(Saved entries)

=-=-=

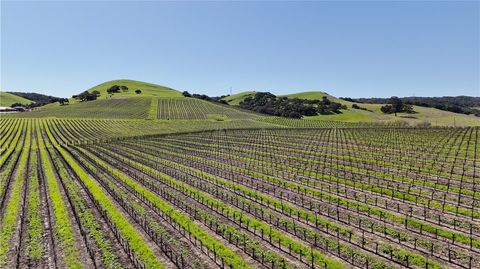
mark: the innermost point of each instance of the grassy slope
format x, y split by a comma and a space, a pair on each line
432, 115
148, 89
130, 105
7, 99
235, 99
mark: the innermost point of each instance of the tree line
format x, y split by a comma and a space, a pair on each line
457, 104
268, 103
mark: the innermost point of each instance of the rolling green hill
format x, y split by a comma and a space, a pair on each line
7, 99
434, 116
235, 99
148, 89
313, 96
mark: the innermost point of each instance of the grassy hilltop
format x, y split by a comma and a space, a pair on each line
373, 114
7, 99
148, 89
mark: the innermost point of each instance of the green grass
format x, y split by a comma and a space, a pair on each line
122, 108
192, 109
7, 99
148, 89
235, 99
313, 96
434, 116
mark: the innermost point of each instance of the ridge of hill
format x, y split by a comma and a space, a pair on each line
148, 89
7, 99
371, 112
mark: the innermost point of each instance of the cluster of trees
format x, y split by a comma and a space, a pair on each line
217, 99
39, 99
117, 88
458, 104
87, 96
359, 107
396, 105
268, 103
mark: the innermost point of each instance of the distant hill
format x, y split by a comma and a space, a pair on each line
148, 89
313, 96
36, 97
457, 104
7, 99
371, 113
235, 99
155, 102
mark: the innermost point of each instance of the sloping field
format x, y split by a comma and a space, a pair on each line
191, 108
235, 99
276, 198
148, 89
7, 99
112, 108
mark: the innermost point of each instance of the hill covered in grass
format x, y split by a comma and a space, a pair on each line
371, 113
155, 102
148, 89
7, 99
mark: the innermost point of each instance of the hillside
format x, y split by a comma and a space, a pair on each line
235, 99
7, 99
373, 114
148, 89
313, 96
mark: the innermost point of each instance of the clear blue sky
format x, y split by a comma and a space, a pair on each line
356, 49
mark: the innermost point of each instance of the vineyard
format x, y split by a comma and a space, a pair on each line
78, 193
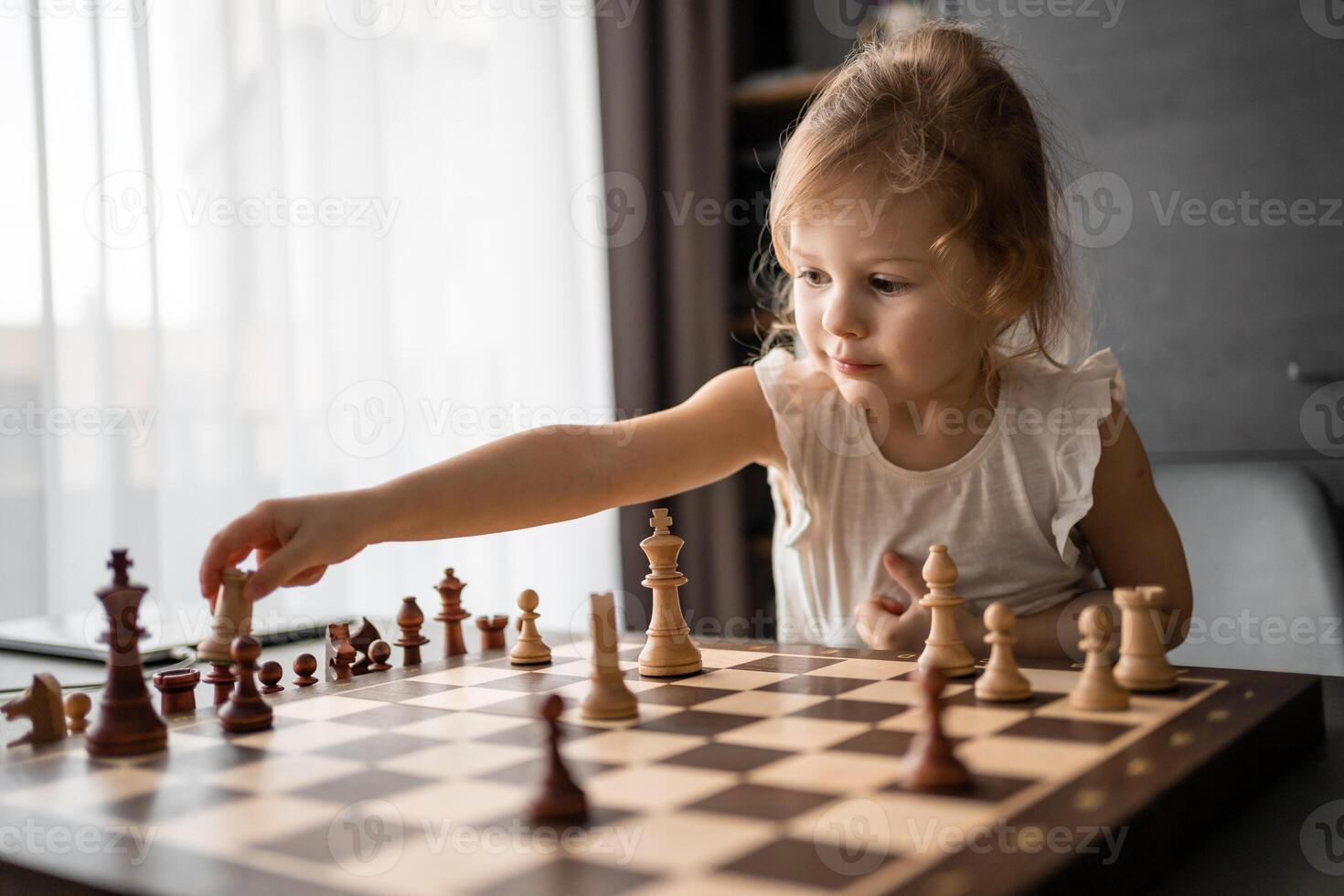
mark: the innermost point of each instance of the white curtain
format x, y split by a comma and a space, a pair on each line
265, 248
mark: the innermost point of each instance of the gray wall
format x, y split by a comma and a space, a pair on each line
1206, 100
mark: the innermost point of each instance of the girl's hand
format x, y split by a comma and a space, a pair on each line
296, 539
890, 623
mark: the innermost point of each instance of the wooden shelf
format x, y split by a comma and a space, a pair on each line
784, 89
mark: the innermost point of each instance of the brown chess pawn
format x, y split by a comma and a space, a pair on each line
930, 764
492, 632
77, 710
379, 653
271, 675
560, 798
245, 710
409, 620
305, 666
343, 657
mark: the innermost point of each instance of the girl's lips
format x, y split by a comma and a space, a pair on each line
852, 368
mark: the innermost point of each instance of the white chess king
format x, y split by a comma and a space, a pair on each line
668, 652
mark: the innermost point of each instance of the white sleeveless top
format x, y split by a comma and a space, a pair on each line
1007, 509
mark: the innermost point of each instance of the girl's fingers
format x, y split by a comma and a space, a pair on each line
905, 574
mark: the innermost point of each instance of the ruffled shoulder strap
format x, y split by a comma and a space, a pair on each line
789, 386
1077, 403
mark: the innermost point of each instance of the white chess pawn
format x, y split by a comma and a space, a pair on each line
528, 649
1097, 688
1001, 681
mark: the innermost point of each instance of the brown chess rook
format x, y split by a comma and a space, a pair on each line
340, 653
452, 613
360, 638
246, 709
176, 689
492, 632
409, 620
305, 666
126, 724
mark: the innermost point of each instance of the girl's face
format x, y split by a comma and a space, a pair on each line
869, 308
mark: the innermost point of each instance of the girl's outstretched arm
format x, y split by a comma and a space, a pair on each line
528, 478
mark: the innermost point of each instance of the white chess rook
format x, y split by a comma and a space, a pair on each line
944, 649
608, 698
668, 650
233, 618
1143, 650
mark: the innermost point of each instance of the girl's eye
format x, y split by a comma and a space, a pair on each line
890, 286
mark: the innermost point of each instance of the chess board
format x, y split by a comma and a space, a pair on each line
774, 770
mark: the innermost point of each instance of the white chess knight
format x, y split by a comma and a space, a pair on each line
668, 650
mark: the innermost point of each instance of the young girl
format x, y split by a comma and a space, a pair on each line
910, 395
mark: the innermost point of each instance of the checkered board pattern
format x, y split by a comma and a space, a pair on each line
774, 770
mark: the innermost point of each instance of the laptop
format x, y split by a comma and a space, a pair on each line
172, 629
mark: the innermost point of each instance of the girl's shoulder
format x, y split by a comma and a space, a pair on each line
1090, 384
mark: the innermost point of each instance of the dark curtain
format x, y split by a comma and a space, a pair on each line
664, 80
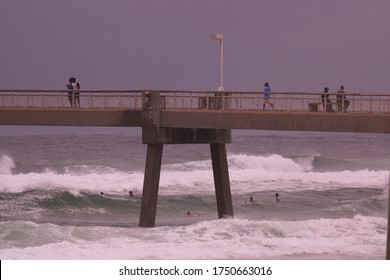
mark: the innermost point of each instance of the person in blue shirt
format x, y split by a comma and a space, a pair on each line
267, 96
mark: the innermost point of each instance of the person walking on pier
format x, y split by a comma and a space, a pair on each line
69, 86
341, 100
76, 92
267, 96
326, 103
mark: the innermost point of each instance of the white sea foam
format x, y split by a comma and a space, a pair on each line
359, 238
247, 174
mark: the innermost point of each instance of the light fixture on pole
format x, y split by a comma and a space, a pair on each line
219, 37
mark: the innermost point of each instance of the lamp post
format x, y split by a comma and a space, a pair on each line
219, 37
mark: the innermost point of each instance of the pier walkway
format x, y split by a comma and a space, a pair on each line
367, 112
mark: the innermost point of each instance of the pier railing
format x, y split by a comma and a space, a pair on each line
196, 100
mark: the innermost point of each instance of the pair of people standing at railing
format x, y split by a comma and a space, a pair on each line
267, 96
74, 94
341, 101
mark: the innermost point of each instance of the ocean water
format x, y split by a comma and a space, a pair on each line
64, 195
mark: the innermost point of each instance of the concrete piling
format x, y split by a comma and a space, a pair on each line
156, 136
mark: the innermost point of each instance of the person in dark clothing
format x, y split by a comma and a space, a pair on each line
341, 100
326, 100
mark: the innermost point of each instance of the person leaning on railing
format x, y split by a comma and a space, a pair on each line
74, 95
326, 100
341, 100
69, 86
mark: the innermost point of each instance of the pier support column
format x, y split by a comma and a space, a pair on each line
151, 184
221, 180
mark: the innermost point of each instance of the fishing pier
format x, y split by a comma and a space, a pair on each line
195, 117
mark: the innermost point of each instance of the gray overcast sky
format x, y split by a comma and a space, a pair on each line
165, 44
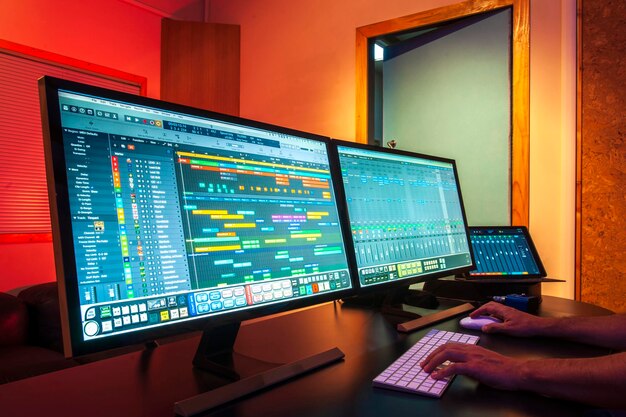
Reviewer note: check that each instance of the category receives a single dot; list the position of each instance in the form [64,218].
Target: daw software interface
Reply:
[504,251]
[406,215]
[175,216]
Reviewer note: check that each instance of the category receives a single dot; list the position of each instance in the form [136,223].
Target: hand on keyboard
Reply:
[406,374]
[479,363]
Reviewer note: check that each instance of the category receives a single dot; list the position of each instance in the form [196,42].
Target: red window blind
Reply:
[23,190]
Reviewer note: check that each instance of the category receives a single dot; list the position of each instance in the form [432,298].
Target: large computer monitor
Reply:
[406,216]
[168,219]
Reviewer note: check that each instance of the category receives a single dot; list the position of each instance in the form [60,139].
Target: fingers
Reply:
[491,308]
[453,352]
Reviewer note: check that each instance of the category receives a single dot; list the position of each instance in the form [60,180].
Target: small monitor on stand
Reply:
[407,220]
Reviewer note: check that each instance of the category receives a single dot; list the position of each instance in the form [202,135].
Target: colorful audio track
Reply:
[405,215]
[288,221]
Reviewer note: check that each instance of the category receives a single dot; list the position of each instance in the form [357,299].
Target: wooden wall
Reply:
[602,154]
[200,65]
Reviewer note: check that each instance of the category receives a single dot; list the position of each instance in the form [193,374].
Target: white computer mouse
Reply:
[478,322]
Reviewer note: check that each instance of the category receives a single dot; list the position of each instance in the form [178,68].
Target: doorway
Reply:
[519,93]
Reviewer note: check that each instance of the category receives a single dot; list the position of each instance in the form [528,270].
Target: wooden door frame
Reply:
[520,92]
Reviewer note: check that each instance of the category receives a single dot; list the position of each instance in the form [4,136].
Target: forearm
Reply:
[597,381]
[607,331]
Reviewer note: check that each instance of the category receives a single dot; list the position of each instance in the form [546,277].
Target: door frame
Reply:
[520,91]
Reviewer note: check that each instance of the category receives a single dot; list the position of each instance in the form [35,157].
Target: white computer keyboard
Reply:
[406,374]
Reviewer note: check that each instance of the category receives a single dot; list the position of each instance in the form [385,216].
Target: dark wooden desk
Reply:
[148,383]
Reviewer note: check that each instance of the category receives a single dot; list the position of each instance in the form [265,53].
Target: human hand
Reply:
[514,322]
[484,365]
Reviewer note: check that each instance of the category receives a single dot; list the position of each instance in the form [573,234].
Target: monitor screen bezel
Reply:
[63,245]
[404,282]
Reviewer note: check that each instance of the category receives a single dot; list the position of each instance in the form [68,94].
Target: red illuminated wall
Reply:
[111,34]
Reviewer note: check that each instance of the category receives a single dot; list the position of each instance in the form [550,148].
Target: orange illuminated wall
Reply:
[603,155]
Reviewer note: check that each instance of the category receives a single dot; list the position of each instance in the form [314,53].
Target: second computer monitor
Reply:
[406,215]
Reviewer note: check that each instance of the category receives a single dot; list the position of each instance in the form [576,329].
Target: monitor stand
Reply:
[391,306]
[391,303]
[216,355]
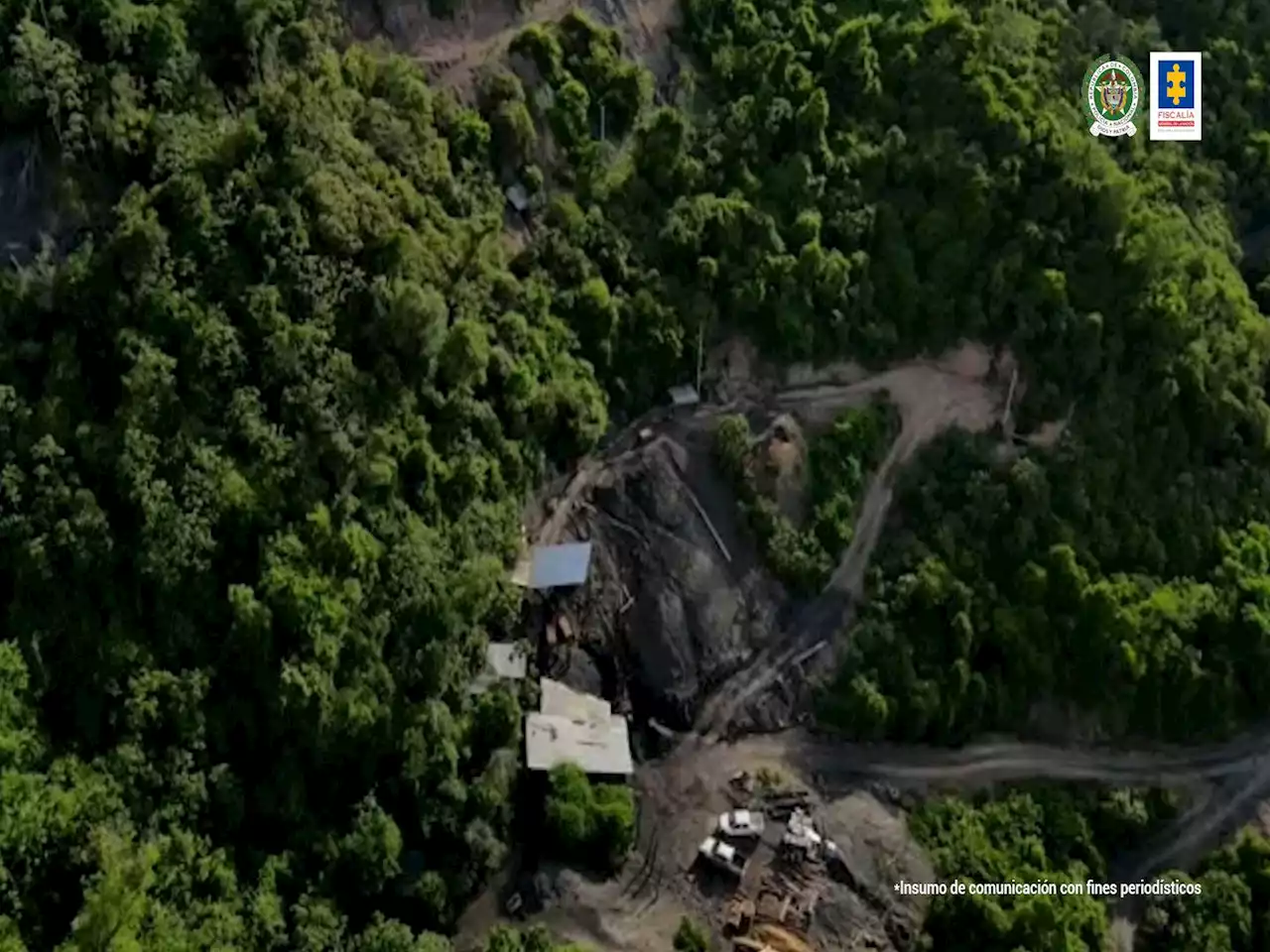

=-=-=

Exercise: What you should return is the exact text of every line from the top of the entries through the line with "mark: the innermost point of each instance of the green", pictures removed.

Written answer:
mark: the innermost point of each instance of the grassy slope
format x, y split by a comma and a space, a pair on each line
432, 115
148, 89
130, 105
7, 99
235, 99
mark: the innermost point of each instance of the tree line
format x, y split by a comma and a space, a pair on each line
457, 104
268, 103
mark: the innermost point of each instance of the rolling green hill
format x, y split by a comma and a space, a pair on each line
7, 99
434, 116
235, 99
148, 89
313, 96
mark: the innermost point of each instance of the grassy hilltop
format x, y split by a comma and a space, a pair on each line
373, 114
7, 99
148, 89
mark: the innermost point of each instance of the green grass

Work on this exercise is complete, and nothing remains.